• [ASSIGNED TASK]
Could you copy, word for word, only the lines from the one containing "drop one pin per instance, shaped like <point>270,159</point>." through the last line of the records below, both included?

____ PROVIDED ENTRIES

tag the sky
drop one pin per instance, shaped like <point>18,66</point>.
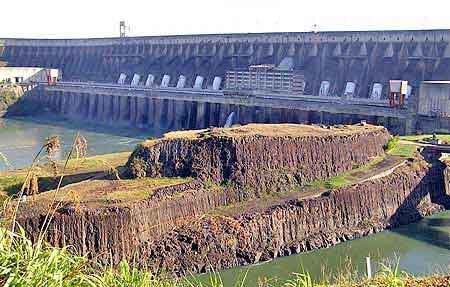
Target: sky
<point>100,18</point>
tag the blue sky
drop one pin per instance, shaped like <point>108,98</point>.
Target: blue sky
<point>95,18</point>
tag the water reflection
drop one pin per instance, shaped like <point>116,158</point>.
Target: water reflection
<point>422,248</point>
<point>20,140</point>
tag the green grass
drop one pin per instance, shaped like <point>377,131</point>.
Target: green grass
<point>415,138</point>
<point>404,150</point>
<point>346,178</point>
<point>24,263</point>
<point>10,185</point>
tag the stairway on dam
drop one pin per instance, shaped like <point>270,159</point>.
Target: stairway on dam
<point>363,58</point>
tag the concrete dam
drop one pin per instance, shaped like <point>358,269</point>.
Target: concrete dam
<point>363,58</point>
<point>329,61</point>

________

• [ANSWER FOR THE TASK]
drop one pin per instance, shaped like <point>270,159</point>.
Target: stairway on dam
<point>363,58</point>
tag the concrete dam
drop one pin per instance, shaped like <point>358,269</point>.
Target: concrete dam
<point>363,58</point>
<point>329,61</point>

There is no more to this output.